TEXT EXCERPT:
While I don't add or subtract music very often with that flash drive, until recently doing so didn't seem to matter. However a few days ago, I did decide to reformat the drive and add my current music collection edited specifically for the car. No big deal....or so I thought. While I seldom use Windows 10 anymore, I decided as I first formatted the flash drive in Windows, to keep it that way for now. But when I reloaded the drive into my car's USB port, it played for a short time then the music stopped, and my whole LCD media screen slowly darkened, as if my audio system was dying. Holy crap...this is bad.

Luckily the first thing I did was to remove the drive, to note that the system came back on, and switched to my FM radio. Everything seemed to work fine, except for the USB drive. I reinserted the USB flash drive, and it all started to "die" again. Pulled it out, and all seemed well again. But not having access to my music is a personal disaster to me. I stopped listening to radio almost 99% since I got this car with this amazing audio system built-in. Deductive reasoning compelled me to focus on the USB drive, rather than the audio system as a whole. But what was the problem? I scanned the dive on my computer to first rule out any integrity issues with the drive itself. Everything seemed ok technically. I could still play the drive on my computer in either Linux or Windows. Go figure. I even decided once again to reformat the drive, and reload all the music files accordingly. Which of course, did not fix anything when I again inserted the drive into the USB port.

WORK INSTRUCTIONS:
- A) Summarize the account of the car's USB music drive in two sentences.
- B) Continue the account of the car's USB music drive from its final sentence.
The records that follow have no connection to the text.

RECORDED DATA:

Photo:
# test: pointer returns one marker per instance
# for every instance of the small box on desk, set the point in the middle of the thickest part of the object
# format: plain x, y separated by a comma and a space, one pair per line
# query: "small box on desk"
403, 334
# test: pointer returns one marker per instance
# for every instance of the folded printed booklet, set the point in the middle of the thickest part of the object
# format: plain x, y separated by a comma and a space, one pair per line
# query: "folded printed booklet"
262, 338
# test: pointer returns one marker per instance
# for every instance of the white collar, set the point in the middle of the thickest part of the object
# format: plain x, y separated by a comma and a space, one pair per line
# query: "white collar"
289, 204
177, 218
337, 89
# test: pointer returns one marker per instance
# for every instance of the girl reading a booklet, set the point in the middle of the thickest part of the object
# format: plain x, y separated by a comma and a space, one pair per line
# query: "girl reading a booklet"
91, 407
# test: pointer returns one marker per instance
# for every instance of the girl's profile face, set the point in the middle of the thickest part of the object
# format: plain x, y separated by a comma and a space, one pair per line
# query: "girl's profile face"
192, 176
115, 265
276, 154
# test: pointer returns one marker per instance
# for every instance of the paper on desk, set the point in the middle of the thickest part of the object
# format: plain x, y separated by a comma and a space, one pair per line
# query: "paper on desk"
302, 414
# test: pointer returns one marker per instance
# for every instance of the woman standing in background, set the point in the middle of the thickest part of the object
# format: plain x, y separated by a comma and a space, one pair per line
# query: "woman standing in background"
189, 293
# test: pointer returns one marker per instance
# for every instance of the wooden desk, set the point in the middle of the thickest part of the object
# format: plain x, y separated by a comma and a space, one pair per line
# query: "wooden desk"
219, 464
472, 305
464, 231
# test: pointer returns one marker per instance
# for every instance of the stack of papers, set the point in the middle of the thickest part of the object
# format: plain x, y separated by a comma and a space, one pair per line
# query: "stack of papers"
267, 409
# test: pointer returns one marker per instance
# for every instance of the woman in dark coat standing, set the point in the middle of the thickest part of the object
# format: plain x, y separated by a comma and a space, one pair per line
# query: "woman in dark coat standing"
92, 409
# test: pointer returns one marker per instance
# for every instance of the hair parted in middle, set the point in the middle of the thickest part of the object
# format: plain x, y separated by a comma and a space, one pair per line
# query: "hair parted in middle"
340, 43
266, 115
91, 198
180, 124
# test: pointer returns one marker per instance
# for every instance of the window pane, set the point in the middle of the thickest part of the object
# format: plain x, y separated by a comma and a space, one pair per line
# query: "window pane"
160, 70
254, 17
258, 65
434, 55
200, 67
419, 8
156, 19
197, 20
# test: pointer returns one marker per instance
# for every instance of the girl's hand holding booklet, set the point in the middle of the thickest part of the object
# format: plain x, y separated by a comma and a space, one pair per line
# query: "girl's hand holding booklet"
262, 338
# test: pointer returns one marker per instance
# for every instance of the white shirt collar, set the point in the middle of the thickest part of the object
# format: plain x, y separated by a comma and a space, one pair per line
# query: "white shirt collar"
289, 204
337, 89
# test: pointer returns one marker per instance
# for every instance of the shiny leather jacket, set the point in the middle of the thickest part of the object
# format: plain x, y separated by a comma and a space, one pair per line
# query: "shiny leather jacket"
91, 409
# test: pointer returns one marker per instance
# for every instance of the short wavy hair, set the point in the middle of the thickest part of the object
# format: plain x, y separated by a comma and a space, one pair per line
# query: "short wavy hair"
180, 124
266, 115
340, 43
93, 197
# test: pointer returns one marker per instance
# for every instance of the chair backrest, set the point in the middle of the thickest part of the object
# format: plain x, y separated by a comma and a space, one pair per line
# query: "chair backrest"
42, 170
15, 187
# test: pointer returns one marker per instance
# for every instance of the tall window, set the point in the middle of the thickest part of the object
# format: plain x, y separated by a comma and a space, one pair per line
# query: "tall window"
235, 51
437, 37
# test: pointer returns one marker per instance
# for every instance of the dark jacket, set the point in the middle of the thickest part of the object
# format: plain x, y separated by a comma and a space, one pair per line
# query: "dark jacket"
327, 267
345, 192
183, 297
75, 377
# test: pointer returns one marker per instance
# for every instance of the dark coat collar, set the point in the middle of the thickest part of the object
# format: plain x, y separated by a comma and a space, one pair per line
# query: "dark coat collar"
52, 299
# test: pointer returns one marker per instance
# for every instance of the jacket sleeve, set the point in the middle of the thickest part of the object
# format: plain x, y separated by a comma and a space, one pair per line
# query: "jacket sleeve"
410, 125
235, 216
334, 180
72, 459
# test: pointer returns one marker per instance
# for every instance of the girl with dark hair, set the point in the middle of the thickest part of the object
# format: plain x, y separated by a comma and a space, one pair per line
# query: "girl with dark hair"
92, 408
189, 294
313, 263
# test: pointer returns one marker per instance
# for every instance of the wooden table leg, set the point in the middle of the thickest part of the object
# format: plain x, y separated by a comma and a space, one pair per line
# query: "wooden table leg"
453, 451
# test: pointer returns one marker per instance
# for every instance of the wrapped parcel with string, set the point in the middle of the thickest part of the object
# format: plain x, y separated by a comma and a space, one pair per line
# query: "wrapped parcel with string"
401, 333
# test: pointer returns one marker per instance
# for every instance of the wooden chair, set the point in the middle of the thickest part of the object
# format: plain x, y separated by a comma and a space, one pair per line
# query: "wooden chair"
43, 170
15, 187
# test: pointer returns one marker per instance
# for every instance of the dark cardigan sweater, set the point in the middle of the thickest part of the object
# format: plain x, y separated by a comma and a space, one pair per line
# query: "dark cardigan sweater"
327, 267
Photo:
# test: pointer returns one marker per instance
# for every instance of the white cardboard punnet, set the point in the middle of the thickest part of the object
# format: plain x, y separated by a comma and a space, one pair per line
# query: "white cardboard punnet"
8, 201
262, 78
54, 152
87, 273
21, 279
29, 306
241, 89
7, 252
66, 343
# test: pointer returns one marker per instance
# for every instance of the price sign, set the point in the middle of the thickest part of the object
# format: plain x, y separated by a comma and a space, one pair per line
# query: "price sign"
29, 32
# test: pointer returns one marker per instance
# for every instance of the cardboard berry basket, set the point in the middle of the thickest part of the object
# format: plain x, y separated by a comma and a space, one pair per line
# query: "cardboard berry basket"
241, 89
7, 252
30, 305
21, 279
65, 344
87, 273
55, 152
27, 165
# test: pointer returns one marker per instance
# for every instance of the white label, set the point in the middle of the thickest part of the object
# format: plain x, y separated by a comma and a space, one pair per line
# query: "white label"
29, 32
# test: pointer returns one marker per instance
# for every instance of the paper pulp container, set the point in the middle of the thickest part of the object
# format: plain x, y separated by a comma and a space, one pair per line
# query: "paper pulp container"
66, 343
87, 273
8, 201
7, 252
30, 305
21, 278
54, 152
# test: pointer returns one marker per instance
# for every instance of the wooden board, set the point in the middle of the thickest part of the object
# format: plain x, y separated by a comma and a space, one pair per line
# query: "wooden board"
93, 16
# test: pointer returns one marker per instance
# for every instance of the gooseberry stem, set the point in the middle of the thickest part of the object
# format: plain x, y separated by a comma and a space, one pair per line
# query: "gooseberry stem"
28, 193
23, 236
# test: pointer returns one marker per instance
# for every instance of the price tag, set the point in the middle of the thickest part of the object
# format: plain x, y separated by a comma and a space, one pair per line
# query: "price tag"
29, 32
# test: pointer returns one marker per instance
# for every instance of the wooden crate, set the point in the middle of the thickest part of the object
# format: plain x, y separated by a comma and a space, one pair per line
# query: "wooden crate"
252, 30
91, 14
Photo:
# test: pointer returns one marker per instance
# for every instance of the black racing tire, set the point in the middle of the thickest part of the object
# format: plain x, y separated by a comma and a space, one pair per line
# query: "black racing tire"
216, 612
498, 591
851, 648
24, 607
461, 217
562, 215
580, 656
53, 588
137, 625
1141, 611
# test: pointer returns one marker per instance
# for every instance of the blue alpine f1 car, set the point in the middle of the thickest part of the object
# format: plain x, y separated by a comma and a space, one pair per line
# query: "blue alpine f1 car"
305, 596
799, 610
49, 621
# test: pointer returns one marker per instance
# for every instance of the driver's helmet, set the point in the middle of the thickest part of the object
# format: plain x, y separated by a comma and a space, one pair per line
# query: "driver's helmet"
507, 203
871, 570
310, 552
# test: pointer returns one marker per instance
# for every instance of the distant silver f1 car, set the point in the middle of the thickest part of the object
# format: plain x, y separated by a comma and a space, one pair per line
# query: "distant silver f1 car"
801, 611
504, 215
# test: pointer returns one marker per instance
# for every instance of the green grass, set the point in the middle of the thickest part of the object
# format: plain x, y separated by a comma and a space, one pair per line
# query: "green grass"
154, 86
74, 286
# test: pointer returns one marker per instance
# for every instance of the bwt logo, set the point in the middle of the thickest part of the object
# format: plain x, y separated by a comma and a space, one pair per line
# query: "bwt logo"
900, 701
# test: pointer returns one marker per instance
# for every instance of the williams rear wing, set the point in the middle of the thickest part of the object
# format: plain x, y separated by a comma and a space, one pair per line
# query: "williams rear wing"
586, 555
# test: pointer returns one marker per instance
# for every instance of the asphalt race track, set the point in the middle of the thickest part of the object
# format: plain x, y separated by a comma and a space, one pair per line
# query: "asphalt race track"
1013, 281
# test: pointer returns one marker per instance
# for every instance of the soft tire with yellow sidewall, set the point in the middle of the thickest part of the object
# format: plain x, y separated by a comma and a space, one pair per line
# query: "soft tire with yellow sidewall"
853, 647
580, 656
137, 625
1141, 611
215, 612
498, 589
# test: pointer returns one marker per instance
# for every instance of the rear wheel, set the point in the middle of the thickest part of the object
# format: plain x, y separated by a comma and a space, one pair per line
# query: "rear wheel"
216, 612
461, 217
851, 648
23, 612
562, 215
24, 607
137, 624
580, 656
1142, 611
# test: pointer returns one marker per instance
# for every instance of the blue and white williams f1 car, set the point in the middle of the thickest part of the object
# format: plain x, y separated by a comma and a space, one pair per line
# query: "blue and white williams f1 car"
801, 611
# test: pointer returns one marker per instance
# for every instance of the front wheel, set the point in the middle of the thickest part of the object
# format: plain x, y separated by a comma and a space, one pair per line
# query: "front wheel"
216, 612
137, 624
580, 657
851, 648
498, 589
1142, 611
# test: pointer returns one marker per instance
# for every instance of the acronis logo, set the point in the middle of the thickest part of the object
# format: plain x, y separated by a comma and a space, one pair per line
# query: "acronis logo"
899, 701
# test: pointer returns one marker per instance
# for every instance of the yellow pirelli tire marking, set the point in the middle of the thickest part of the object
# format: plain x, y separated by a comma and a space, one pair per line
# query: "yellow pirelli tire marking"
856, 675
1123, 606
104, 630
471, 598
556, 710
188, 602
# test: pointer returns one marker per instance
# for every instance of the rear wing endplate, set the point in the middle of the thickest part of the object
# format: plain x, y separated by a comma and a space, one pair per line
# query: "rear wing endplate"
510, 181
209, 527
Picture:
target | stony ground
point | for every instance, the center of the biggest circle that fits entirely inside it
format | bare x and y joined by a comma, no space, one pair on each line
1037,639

EXERCISE ANSWERS:
- A) After the writer reformatted a flash drive in Windows and loaded music onto it, the car's audio system played briefly, then stopped as the media screen darkened. Removing the drive restored the system, but the failure returned each time the drive was reinserted, even though a scan found nothing technically wrong with the drive and a second reformat did not help.

- B)
Here's the kicker: In the past I would get annoyed seeing the Windows "system volume information" folder in my song menu. Usually made a point of deleting it using my legacy Windows XP computer or using Linux Mint. (Deleting this folder in Windows 10 is doable, but I just prefer to do it in easier ways through other operating systems). Based on past experience I surmised that this folder and contents shouldn't be a problem, I decided to delete it in Linux just to see if it made any difference. And it did. When I again inserted the flash drive into the car's USB port, the music came on shown on my LCD media panel on the dashboard, and it never stopped.

Microsoft in their infinite wisdom (oxymoron) has done something to their system volume information to make it toxic to other operating systems. Do they know? Do they care? Would it matter if they did?

In essence heads up- that if you edit your song files in Windows, only to be played on another operating system and media platform. If so, delete that folder on your flash drive to prevent any funny business. Especially given their very proprietary stance on anything Microsoft, as well as their prejudice towards any entity considered a competitor. Another thing I ran into in using removable drives. It seems Windows 10 flags anything run on Linux, prompting you to scan and fix a flash drive. Even though it eventually tells you that there's nothing wrong with it. Yet another indicator that Microsoft doesn't want to share anything with anyone else.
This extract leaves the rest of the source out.